TUGAS LATIHAN
(a) Ulangi seluruh kutipan tentang kasih Allah tanpa mengubah satu kata pun.
(b) Kembalikan setiap baris data yang memuat kata "handle".

KUTIPAN
========================

Mari kita elaborasi lebih jauh. Pertama, kata “karena begitu besar KASIH Allah...” Keselamatan terjadi karena KASIH Allah, bukan upaya manusia! Tanpa KASIH Allah mustahil ada keselamatan. Kasih Allah itu tidak abstrak tetapi konkret. Sebesar apa kasih Allah? Jawabnya, sebesar Allah! Sebesar apa Allah? Unlimited! Oleh sebab itu Yohanes menuliskan “karena begitu besar”, karena tidak ada kata yang mampu menjelaskannya. Tetapi Yohanes tidak membiarkan pembacanya menafsirkan sendiri KASIH Allah yang tidak terbatas itu. Maka selanjutnya dia menulis “sehingga Ia mengaruniakan Anak-Nya yang tunggal...” Kedua, kata “mengaruniakan Anak-Nya yang tunggal” adalah pengertian dan penafsiran sah seberapa besar kasih Allah itu. Dengan kata lain, wujud kasih Allah yang tidak terbatas itu adalah pengaruniaan Anak-Nya yang tunggal yaitu Yesus Kristus mati di kayu salib untuk menebus dosa-dosa manusia. Tanpa Kristus tidak ada kasih karunia.

========================

DATA YANG DIBERIKAN
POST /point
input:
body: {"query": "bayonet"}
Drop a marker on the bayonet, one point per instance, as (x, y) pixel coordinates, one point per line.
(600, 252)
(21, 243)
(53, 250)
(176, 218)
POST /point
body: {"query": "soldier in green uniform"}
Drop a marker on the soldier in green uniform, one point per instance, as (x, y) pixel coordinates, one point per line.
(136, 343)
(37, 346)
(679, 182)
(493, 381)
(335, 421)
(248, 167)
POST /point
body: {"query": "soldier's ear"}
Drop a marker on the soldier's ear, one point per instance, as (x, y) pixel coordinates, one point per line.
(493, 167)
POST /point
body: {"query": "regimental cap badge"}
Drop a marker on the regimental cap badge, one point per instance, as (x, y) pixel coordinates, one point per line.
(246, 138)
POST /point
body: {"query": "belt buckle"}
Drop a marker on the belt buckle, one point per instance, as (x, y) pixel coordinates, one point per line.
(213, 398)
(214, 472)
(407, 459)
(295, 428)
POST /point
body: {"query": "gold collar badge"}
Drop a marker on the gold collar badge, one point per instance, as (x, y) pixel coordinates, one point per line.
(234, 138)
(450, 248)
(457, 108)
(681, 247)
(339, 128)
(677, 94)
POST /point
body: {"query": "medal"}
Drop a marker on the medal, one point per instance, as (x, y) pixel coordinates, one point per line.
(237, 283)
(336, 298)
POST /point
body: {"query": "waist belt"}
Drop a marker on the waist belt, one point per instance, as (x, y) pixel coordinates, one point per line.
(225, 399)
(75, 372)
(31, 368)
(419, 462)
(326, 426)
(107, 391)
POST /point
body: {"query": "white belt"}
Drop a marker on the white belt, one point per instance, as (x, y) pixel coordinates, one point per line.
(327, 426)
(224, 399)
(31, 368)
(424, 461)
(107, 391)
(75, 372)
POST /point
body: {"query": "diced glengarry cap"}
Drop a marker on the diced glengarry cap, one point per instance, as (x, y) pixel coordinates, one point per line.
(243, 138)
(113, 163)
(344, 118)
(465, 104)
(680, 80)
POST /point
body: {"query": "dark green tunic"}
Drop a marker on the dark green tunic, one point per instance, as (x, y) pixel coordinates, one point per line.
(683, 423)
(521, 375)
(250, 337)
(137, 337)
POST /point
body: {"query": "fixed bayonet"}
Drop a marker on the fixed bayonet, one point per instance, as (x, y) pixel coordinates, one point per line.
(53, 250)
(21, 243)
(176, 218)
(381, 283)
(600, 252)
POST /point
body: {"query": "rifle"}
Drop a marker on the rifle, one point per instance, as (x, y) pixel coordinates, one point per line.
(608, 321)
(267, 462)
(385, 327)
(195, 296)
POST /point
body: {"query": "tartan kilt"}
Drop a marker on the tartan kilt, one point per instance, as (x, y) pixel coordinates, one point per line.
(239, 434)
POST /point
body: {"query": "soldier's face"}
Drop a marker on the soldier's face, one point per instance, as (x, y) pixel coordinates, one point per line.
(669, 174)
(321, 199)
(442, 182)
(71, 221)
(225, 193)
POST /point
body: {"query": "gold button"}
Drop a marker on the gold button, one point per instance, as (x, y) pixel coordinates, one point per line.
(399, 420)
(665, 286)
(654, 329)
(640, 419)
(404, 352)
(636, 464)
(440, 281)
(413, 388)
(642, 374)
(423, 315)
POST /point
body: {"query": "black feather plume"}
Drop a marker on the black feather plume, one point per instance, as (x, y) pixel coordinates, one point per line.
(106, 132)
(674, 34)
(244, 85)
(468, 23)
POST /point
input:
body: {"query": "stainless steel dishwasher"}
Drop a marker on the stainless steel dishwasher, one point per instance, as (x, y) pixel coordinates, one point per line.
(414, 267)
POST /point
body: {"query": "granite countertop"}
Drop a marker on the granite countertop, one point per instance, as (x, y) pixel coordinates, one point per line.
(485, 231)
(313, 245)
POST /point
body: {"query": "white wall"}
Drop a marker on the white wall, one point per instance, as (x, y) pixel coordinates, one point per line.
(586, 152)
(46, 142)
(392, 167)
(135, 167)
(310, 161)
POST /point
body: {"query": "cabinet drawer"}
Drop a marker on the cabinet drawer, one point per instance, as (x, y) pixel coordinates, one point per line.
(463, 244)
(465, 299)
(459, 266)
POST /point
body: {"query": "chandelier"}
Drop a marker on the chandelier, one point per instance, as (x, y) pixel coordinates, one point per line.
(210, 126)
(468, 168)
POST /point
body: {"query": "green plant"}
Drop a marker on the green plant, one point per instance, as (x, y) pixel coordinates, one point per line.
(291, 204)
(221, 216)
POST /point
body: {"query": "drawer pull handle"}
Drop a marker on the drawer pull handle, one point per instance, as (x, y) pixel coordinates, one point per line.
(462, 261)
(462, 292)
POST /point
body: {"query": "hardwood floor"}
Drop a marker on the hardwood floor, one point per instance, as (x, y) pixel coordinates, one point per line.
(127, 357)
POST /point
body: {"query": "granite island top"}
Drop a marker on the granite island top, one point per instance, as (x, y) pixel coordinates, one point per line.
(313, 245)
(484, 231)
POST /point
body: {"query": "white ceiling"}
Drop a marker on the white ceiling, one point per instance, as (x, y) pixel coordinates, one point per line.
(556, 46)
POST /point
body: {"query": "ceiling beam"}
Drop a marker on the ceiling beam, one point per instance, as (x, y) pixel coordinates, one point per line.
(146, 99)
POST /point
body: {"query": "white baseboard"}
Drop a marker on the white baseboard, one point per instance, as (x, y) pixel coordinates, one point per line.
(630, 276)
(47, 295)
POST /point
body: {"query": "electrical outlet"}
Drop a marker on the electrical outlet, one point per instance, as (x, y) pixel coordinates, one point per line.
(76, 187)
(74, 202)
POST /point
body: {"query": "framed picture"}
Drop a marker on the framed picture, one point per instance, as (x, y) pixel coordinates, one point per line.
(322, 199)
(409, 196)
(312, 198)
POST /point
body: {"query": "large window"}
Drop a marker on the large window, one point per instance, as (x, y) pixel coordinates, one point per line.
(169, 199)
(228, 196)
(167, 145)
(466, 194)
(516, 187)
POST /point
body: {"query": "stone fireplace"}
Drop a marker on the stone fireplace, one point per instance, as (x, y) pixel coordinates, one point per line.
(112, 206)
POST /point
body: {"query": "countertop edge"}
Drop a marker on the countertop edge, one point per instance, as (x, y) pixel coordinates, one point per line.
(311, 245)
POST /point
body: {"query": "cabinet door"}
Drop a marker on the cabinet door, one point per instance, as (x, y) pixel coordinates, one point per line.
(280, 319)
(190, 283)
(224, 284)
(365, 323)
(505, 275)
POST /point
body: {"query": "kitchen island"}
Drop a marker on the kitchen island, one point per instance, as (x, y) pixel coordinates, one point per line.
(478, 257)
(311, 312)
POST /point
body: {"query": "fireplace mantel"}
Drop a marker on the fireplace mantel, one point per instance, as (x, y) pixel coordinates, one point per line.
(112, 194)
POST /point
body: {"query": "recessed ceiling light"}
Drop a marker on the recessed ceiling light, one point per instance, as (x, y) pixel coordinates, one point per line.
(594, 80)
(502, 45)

========================

KUNCI JAWABAN
(a)
Mari kita elaborasi lebih jauh. Pertama, kata “karena begitu besar KASIH Allah...” Keselamatan terjadi karena KASIH Allah, bukan upaya manusia! Tanpa KASIH Allah mustahil ada keselamatan. Kasih Allah itu tidak abstrak tetapi konkret. Sebesar apa kasih Allah? Jawabnya, sebesar Allah! Sebesar apa Allah? Unlimited! Oleh sebab itu Yohanes menuliskan “karena begitu besar”, karena tidak ada kata yang mampu menjelaskannya. Tetapi Yohanes tidak membiarkan pembacanya menafsirkan sendiri KASIH Allah yang tidak terbatas itu. Maka selanjutnya dia menulis “sehingga Ia mengaruniakan Anak-Nya yang tunggal...” Kedua, kata “mengaruniakan Anak-Nya yang tunggal” adalah pengertian dan penafsiran sah seberapa besar kasih Allah itu. Dengan kata lain, wujud kasih Allah yang tidak terbatas itu adalah pengaruniaan Anak-Nya yang tunggal yaitu Yesus Kristus mati di kayu salib untuk menebus dosa-dosa manusia. Tanpa Kristus tidak ada kasih karunia.

(b)
body: {"query": "drawer pull handle"}
Drop a marker on the drawer pull handle, one point per instance, as (x, y) pixel coordinates, one point per line.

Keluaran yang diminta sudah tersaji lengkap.